**EXERCISE DESCRIPTION:**
Copy everything from the line that contains "request: segment every instance of the fire" down to the end of the records below, with nothing changed. Include that first line and the last line of the records.

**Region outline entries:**
• • • • •
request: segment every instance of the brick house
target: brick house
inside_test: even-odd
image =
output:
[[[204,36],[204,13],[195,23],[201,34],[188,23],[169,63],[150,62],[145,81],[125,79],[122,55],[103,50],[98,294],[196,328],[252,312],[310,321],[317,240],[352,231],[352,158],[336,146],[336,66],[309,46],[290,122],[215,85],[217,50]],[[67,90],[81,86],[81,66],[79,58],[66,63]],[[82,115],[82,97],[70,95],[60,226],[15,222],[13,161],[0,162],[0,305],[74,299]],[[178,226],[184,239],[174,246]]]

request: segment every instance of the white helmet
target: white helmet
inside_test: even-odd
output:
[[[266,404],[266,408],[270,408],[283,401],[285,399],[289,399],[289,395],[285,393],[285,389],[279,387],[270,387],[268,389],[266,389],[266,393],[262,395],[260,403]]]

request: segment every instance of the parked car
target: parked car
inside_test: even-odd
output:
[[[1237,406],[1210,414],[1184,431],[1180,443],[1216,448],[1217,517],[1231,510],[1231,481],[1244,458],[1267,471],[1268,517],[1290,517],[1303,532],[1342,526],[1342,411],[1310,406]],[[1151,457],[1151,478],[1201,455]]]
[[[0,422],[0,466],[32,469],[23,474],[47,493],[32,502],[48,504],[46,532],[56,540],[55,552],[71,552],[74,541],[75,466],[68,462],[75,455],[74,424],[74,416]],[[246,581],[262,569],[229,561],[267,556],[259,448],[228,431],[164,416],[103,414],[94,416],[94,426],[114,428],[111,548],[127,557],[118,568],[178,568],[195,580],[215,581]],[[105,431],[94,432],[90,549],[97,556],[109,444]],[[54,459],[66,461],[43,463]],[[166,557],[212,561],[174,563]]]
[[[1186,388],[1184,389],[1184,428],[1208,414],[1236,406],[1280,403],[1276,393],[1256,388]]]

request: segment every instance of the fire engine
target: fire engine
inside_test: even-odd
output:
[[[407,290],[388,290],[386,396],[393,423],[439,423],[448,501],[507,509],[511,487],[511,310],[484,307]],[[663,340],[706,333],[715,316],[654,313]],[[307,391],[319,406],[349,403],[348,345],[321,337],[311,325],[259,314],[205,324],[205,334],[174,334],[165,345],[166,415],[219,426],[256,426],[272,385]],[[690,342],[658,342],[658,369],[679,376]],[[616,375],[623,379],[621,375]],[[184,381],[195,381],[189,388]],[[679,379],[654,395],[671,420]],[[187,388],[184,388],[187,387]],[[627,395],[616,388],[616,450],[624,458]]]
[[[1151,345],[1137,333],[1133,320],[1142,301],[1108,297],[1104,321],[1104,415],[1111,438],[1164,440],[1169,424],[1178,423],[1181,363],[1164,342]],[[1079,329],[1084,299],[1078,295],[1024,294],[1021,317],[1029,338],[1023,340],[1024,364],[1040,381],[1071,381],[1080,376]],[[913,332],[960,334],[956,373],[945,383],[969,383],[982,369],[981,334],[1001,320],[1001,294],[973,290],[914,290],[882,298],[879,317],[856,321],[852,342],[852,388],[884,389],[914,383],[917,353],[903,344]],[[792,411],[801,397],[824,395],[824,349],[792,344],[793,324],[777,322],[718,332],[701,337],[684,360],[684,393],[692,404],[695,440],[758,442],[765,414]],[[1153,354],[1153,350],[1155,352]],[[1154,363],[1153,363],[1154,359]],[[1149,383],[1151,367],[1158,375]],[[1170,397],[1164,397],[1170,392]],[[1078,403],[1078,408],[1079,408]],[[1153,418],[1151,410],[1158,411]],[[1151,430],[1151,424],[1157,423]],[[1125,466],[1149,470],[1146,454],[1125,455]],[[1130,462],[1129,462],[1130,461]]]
• • • • •
**RESULT BELOW:**
request: segment every instance of the fire engine
target: fire engine
inside_test: even-odd
output:
[[[407,290],[388,290],[386,396],[393,423],[439,423],[448,501],[507,509],[511,487],[511,310],[484,307]],[[663,340],[706,333],[715,316],[654,313]],[[307,391],[319,406],[349,403],[348,345],[321,337],[311,325],[259,314],[205,324],[205,334],[174,334],[165,345],[166,415],[219,426],[256,426],[272,385]],[[690,342],[658,342],[658,369],[679,376]],[[616,375],[623,379],[621,375]],[[184,381],[195,381],[189,388]],[[679,379],[654,395],[671,420]],[[187,388],[184,388],[187,387]],[[627,395],[616,388],[616,450],[624,458]]]
[[[1151,345],[1137,333],[1133,320],[1142,301],[1108,297],[1104,321],[1104,415],[1111,438],[1164,440],[1169,424],[1178,423],[1181,363],[1164,342]],[[1079,329],[1084,299],[1078,295],[1024,294],[1021,317],[1029,338],[1023,340],[1024,364],[1040,381],[1071,381],[1080,376]],[[913,332],[960,334],[956,373],[945,383],[969,383],[982,369],[981,334],[1001,320],[1001,294],[973,290],[914,290],[882,298],[879,317],[856,321],[852,342],[852,388],[884,389],[914,383],[917,353],[903,344]],[[792,411],[801,397],[824,395],[824,349],[792,344],[793,324],[777,322],[718,332],[701,337],[684,360],[684,393],[692,404],[695,440],[758,442],[765,414]],[[1153,354],[1153,350],[1155,352]],[[1154,363],[1153,363],[1154,359]],[[1149,383],[1151,367],[1158,375]],[[1170,397],[1164,397],[1170,392]],[[1078,403],[1078,408],[1079,408]],[[1153,418],[1151,410],[1158,411]],[[1151,430],[1151,424],[1157,423]],[[1125,466],[1149,470],[1146,454],[1125,455]],[[1130,462],[1129,462],[1130,461]]]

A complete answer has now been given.